▶ **Your objective**: In the mailing-list post, reproduce the part that opens with "From David Hinkle" and closes with "postgres  (David Hinkle <hinkle@cipafilter.com>)", swapping "Whole thread" for "Entire thread".

▶ **Text passage**:
Re: [GENERAL] Bad planning data resulting in OOM killing of postgres - Mailing list pgsql-general

From David Hinkle
Subject Re: [GENERAL] Bad planning data resulting in OOM killing of postgres
Date
Msg-id CACw4T0pNRus3gaxUu4wmsb+m4WER9YerqtmvPfmSRQ4WnF5TiQ@mail.gmail.com
Whole thread Raw
In response to Re: [GENERAL] Bad planning data resulting in OOM killing of postgres  (Tom Lane <tgl@sss.pgh.pa.us>)
Responses Re: [GENERAL] Bad planning data resulting in OOM killing of postgres  (David Hinkle <hinkle@cipafilter.com>)
List pgsql-general
Yep, 420ish million records out of 540 million records have a titleid
of 1.   There are about 880,000 other unique values, but most of the
records are 1.   Of course, n_distinct is only 292.   I'm surprised
it's not eliminating the duplicates while it builds that hash table.

▶ **Stored dataset items**:
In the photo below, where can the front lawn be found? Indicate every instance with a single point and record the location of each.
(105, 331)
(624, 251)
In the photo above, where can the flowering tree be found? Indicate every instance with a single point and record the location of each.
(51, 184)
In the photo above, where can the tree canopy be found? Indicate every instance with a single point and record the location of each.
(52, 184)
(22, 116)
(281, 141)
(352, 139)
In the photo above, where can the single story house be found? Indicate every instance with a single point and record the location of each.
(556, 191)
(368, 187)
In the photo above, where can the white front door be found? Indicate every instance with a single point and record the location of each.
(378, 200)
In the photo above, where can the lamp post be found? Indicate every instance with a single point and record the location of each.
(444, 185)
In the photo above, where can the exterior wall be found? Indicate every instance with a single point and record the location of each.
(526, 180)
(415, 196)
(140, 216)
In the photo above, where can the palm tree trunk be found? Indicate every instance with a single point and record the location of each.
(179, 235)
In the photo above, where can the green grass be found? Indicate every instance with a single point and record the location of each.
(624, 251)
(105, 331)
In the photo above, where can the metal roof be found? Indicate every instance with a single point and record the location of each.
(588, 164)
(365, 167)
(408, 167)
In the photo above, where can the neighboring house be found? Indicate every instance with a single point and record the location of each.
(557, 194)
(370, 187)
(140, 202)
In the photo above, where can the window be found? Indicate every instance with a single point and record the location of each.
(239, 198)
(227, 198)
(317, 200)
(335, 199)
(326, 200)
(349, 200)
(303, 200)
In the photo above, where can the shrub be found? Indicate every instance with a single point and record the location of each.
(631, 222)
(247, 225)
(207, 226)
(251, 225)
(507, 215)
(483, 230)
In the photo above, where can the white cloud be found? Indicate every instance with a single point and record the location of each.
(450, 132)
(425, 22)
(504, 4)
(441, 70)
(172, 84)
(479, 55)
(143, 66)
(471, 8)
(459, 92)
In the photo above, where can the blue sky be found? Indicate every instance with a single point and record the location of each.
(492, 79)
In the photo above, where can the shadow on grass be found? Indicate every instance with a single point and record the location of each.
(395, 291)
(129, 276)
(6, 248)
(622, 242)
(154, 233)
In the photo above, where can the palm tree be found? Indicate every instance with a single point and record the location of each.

▶ **Result of this task**:
From David Hinkle
Subject Re: [GENERAL] Bad planning data resulting in OOM killing of postgres
Date
Msg-id CACw4T0pNRus3gaxUu4wmsb+m4WER9YerqtmvPfmSRQ4WnF5TiQ@mail.gmail.com
Entire thread Raw
In response to Re: [GENERAL] Bad planning data resulting in OOM killing of postgres  (Tom Lane <tgl@sss.pgh.pa.us>)
Responses Re: [GENERAL] Bad planning data resulting in OOM killing of postgres  (David Hinkle <hinkle@cipafilter.com>)